Below you will find a set of lines. Repeat them all exactly.
────────
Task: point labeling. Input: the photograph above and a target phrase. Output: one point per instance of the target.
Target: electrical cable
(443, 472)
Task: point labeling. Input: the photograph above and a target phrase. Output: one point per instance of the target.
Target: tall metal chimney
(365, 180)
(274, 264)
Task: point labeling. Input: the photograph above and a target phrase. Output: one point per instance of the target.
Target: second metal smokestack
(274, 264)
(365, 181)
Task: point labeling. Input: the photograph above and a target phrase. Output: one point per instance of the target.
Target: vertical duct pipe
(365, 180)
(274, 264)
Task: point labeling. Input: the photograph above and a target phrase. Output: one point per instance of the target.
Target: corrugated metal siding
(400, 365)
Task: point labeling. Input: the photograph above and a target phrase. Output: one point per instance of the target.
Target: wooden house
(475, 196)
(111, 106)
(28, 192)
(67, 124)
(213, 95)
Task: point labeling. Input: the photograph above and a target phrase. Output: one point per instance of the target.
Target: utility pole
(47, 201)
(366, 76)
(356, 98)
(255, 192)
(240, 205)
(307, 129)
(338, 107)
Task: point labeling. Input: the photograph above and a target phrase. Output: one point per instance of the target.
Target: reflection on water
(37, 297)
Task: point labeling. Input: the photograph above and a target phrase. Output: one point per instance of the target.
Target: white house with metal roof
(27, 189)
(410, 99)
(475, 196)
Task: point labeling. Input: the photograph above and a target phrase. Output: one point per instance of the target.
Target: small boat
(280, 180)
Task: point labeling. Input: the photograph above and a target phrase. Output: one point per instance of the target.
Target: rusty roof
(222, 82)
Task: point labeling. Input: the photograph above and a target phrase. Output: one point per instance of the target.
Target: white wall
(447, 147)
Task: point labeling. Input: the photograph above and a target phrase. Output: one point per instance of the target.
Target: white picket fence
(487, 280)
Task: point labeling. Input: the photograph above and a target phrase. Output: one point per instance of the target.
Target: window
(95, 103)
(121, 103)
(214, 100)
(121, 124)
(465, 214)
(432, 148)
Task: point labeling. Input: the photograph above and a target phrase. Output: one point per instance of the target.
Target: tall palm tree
────────
● EXERCISE RESPONSE
Task: point labeling. Input: the photograph above and a target phrase. Output: one point per instance of the target.
Target: electrical cable
(443, 472)
Task: point labeling. Input: the photograph above and a target phrase. Output: one point per instance of the target.
Target: tall metal chimney
(365, 180)
(274, 264)
Task: point labeling. Input: the photograph above and a target phrase. Output: one point per instance of the target.
Target: second metal smokestack
(274, 264)
(365, 181)
Task: point labeling. Input: the photograph above and a target phrase. Output: one point per instance of the target.
Target: vertical duct pipe
(365, 180)
(274, 264)
Task: point labeling. Input: the photograph above and a target phrase. Output: one point per instance of the target.
Target: corrugated metal siding
(400, 365)
Task: point labeling. Input: the photograph above and a target phrase. Output: one point per instance of the target.
Target: wooden house
(475, 196)
(111, 106)
(28, 192)
(67, 124)
(213, 95)
Task: point labeling. Input: the photograph above and a target phrase. Output: one point per instance of the target.
Target: utility pole
(47, 201)
(366, 76)
(356, 98)
(255, 192)
(240, 205)
(307, 129)
(338, 107)
Task: point labeling. Input: the photograph above and a target phrase. Output: one point per instance of the target.
Target: reflection on water
(37, 297)
Task: point labeling. Input: the photograph above and a target phrase. Output: one point per instance of the target.
Target: white house with metal roof
(27, 189)
(410, 99)
(475, 196)
Task: point labeling. Input: the photograph above and a target phrase. Output: one point per instance of the target.
Target: small boat
(280, 180)
Task: point labeling. Input: the photograph above and a target phrase. Output: one point per instance of the target.
Target: rusty roof
(222, 82)
Task: point labeling. Input: the photograph above and a target phrase. Output: one point per instance of the target.
Target: white wall
(447, 147)
Task: point labeling. Input: the photograph above and a target phrase. Output: one point per instance of the target.
Target: white picket fence
(487, 280)
Task: point labeling. Input: the photograph above and a target phrase. Output: one point per instance of the target.
Target: window
(95, 103)
(121, 103)
(214, 100)
(121, 124)
(465, 214)
(432, 148)
Task: point labeling. Input: the photograph above and a target phrase. Output: one point per instance of the target.
Target: tall palm tree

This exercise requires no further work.